● Excerpted text:
A recent study published in JAMA Network Open is a valuable teaching tool for technology-focused health insurance executives. The study, titled “Prescription Use and Spending After the Introduction of a Real-Time Prescription Benefit Tool,” sheds light on the challenges and shortcomings involved with introducing an innovative tool designed to provide a meaningful impact on both patient outcomes and the bottom line.
The Unexpected Findings
The study, which analyzed the prescribing habits of clinicians serving 2.8 million Medicare Advantage beneficiaries, found that simply providing access to a real-time prescription benefit (RTPB) tool did not lead to the anticipated reductions in prescription costs for patients or health plans. Despite the tool’s ability to show clinicians lower-cost, medically appropriate alternatives at the point of prescribing, its impact was surprisingly minimal.
The researchers found the tool’s design and implementation actually hindered its use by requiring an extra click by the clinician to access the information. It also did not function with commonly used free-text prescriptions.
The study confirmed that anything that disrupts a busy clinician’s workflow faces significant barriers to adoption.
Leveraging Price Transparency with Greater Clinician Adoption Rates
This study is not a failure of the RTPB concept. It actually provides a valuable blueprint for how health insurance executives can move past basic implementation to truly leverage price transparency for their networks and their members.
Prioritize Seamless Integration Over Simple Deployment
This study underscores why the user experience (UX) for clinicians must be the top priority. By working with electronic health record partners to embed RTPB information directly into the prescribing workflow, the need for extra clicks can be removed. It is critical for the information to be seamlessly integrated into the process, rather than being a separate task.
To combat alert fatigue, configure the tool to provide “smart” alerts only when there is a significant cost-saving opportunity. This ensures that when an alert does appear, it is meaningful and actionable and captures the attention of the clinician.

● Raw data:
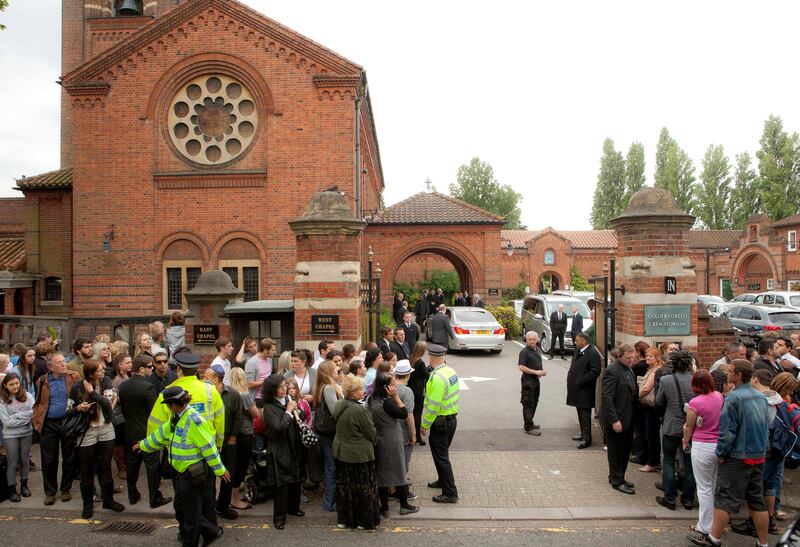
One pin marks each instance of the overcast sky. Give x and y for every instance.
(533, 88)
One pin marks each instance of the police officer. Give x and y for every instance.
(195, 458)
(439, 416)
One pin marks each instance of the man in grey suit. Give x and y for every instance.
(440, 327)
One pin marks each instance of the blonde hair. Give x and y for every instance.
(237, 379)
(350, 385)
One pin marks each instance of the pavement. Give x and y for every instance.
(503, 475)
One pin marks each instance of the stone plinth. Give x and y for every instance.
(653, 245)
(206, 319)
(327, 272)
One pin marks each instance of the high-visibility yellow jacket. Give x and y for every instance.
(188, 441)
(441, 395)
(205, 400)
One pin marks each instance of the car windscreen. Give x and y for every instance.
(583, 309)
(784, 318)
(473, 316)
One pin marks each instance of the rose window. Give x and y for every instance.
(212, 119)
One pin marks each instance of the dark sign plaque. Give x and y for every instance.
(324, 325)
(206, 334)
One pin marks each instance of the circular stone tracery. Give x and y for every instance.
(212, 119)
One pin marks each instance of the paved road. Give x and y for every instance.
(490, 417)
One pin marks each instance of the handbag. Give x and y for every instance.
(307, 435)
(650, 398)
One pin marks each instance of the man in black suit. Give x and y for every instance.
(581, 384)
(411, 331)
(399, 345)
(618, 395)
(558, 327)
(577, 323)
(137, 396)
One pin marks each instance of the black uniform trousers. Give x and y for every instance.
(441, 436)
(619, 450)
(585, 422)
(530, 400)
(194, 508)
(152, 466)
(49, 441)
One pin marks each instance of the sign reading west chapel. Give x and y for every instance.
(674, 320)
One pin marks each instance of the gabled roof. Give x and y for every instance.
(61, 178)
(434, 208)
(162, 25)
(788, 221)
(12, 254)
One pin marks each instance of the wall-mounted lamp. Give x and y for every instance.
(108, 237)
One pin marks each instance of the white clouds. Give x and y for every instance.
(533, 88)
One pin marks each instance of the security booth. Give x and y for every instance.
(263, 319)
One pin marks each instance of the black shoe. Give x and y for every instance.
(624, 488)
(228, 513)
(445, 499)
(220, 531)
(160, 501)
(664, 502)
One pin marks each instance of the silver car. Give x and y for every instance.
(474, 328)
(536, 317)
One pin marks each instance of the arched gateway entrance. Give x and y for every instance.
(431, 223)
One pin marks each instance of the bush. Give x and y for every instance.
(507, 317)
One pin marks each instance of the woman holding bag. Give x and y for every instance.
(650, 454)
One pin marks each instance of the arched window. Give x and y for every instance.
(52, 289)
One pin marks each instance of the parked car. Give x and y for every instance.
(473, 328)
(755, 320)
(779, 298)
(536, 312)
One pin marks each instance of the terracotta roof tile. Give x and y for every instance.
(12, 254)
(434, 208)
(61, 178)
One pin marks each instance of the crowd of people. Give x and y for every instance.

● Using the information:
[A] What are the section headings in the text on the real-time prescription benefit study?
[B] Could you rewrite the part of the prescription benefit text starting with "Leveraging Price Transparency" and going on through "a separate task.", putting "additional clicks" in place of "extra clicks"?
[C] Answer these questions about the prescription benefit text:
(i) In which journal was the study published?
(ii) How many Medicare Advantage beneficiaries were served by the clinicians whose prescribing habits the study analyzed?
(iii) What type of prescriptions did the tool not function with?

● Task-by-task outputs:
[A]
The Unexpected Findings
Leveraging Price Transparency with Greater Clinician Adoption Rates
Prioritize Seamless Integration Over Simple Deployment

[B]
Leveraging Price Transparency with Greater Clinician Adoption Rates
This study is not a failure of the RTPB concept. It actually provides a valuable blueprint for how health insurance executives can move past basic implementation to truly leverage price transparency for their networks and their members.
Prioritize Seamless Integration Over Simple Deployment
This study underscores why the user experience (UX) for clinicians must be the top priority. By working with electronic health record partners to embed RTPB information directly into the prescribing workflow, the need for additional clicks can be removed. It is critical for the information to be seamlessly integrated into the process, rather than being a separate task.

[C]
(i) JAMA Network Open
(ii) 2.8 million
(iii) Commonly used free-text prescriptions